> Supplied data

^^^^^^^^

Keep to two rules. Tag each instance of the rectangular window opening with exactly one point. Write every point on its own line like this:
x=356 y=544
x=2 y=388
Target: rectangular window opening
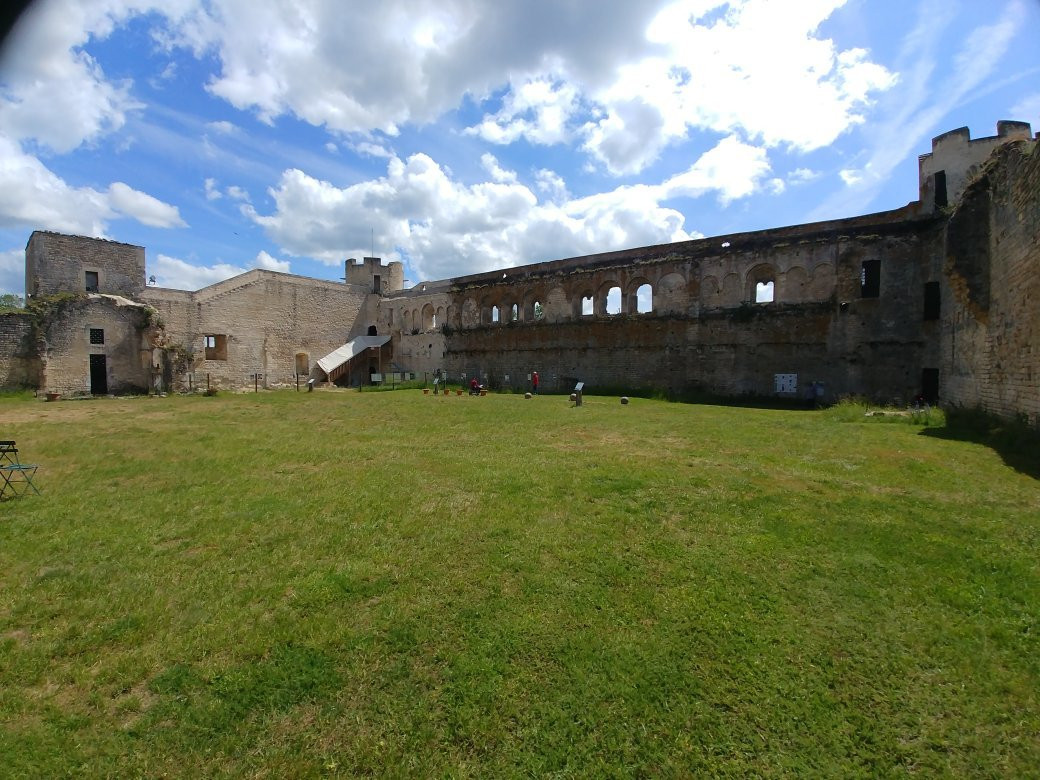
x=932 y=299
x=216 y=347
x=869 y=279
x=941 y=199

^^^^^^^^

> What you will do
Write out every line of these records again, requests included, and shift each x and y coordinate in the answers up by 81, leaving the sample coordinates inside the requests as they are. Leave the pictures out.

> Solution to this exercise
Keep to two rules. Tag each instance of the rectangular window opening with exactly one point. Write every point on its own line like this:
x=356 y=544
x=2 y=388
Target: rectangular window opening
x=1013 y=380
x=297 y=428
x=950 y=360
x=1022 y=280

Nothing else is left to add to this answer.